**SOURCE PASSAGE**
** begin **

Image source: Official White House Photo by Andrea Hanks.
President Trump has made no secret of his desire for lower interest rates. The severe tariffs imposed by his administration threaten to slow economic growth, and federal debt recently exceeded $38 trillion for the first time. Lower interest rates would not only offset economic weakness caused by higher tariffs but also reduce the cost of servicing government debt.
Importantly, while other presidents have attempted to influence the Federal Reserve's stance on monetary policy, Trump has pushed harder than any predecessor, often by threatening legal action or berating officials on social media.
Interestingly, Trump may have already weakened the Fed's independence to some degree by nominating Stephen Miran to replace former Fed Governor Adriana Kugler, who resigned last year before her term ended. Miran has participated in three FOMC meetings and has voted against the majority every time, consistently arguing for larger interest rate cuts.
The Federal Reserve is tasked with maintaining stable prices and maximizing employment. The central bank primarily sets monetary policy by adjusting the target range on the federal funds rate, a benchmark that impacts other interest rates across the economy.
The Federal Reserve is an independent government agency. That distinction frees policymakers from political pressure, letting them set interest rates in a way that promotes long-term stability in the U.S. economy, rather than adjusting rates to temporarily win favor with voters.
What would happen if the Fed lost its independence? Politicians could force policymakers to cut interest rates when it suited them. Unnecessary rate cuts would stimulate economic growth in the near term, possibly giving the political party in power an edge around elections, but would make inflation worse in the long run.

** end **

**TASK REQUIREMENTS**
**1)** List every person named in the Federal Reserve passage.
**2)** Reproduce the Federal Reserve passage word for word, from "The Federal Reserve is tasked" to "across the economy.".

**SUPPLIED MATERIAL**
** begin **

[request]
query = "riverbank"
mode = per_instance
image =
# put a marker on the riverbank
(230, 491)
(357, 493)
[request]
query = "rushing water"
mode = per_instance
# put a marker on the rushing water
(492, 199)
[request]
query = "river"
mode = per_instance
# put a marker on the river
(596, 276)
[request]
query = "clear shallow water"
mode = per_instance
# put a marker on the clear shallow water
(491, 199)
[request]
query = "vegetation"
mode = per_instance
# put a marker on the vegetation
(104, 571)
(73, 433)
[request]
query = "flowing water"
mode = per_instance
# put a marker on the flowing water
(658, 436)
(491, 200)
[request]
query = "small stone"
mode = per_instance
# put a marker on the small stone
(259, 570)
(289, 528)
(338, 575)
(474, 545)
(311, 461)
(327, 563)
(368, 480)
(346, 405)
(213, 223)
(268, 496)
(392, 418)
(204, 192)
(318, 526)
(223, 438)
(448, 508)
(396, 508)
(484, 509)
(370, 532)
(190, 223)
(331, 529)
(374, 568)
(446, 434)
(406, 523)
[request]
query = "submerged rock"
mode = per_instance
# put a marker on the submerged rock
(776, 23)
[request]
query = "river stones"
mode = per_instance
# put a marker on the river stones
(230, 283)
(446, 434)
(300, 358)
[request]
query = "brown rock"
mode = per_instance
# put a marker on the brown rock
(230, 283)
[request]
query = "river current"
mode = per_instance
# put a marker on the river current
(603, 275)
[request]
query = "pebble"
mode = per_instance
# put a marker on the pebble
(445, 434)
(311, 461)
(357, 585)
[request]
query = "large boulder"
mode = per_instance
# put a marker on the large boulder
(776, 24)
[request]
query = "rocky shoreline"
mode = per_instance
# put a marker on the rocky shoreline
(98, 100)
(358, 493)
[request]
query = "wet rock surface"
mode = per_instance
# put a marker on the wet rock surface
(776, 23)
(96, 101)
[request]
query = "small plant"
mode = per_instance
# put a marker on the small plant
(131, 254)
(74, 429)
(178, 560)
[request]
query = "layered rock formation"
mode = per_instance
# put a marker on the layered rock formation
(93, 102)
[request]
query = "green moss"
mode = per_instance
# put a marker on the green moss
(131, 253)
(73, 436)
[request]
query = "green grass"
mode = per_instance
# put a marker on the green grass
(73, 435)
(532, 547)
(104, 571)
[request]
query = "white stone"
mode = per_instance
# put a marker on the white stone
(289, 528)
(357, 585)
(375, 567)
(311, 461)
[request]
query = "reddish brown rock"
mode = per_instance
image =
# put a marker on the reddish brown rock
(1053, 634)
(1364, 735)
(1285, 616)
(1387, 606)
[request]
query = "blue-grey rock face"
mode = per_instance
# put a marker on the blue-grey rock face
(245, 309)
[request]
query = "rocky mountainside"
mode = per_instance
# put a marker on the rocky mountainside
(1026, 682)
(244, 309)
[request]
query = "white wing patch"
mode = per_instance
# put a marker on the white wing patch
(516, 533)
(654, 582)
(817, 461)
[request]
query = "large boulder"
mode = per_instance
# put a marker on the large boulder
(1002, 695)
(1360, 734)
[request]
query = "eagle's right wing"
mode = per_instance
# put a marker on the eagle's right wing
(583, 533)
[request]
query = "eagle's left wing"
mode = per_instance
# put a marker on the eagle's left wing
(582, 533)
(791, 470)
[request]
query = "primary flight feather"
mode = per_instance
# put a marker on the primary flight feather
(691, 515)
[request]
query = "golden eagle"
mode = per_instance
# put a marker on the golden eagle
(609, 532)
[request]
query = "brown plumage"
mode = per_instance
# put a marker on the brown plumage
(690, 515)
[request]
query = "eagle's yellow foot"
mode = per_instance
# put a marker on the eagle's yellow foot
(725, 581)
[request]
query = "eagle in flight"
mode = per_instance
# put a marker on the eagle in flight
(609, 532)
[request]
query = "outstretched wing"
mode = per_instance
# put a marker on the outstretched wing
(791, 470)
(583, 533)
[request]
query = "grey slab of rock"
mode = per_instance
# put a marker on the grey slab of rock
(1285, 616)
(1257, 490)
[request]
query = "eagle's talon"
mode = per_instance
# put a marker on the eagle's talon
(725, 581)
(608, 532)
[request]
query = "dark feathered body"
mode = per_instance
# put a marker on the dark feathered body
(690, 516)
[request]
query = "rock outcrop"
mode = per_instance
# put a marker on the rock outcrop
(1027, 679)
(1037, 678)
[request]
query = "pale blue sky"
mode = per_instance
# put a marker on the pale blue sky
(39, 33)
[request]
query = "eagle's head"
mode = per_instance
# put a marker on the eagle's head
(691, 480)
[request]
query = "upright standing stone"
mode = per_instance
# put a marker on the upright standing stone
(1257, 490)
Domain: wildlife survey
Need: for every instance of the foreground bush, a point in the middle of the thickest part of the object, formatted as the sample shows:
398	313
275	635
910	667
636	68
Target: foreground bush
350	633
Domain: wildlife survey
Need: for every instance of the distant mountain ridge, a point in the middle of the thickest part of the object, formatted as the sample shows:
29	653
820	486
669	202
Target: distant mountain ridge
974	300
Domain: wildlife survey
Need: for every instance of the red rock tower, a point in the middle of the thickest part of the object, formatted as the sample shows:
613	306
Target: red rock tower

** end **

**PER-TASK OUTPUTS**
**1)** Andrea Hanks, President Trump, Stephen Miran, Adriana Kugler

**2)**
The Federal Reserve is tasked with maintaining stable prices and maximizing employment. The central bank primarily sets monetary policy by adjusting the target range on the federal funds rate, a benchmark that impacts other interest rates across the economy.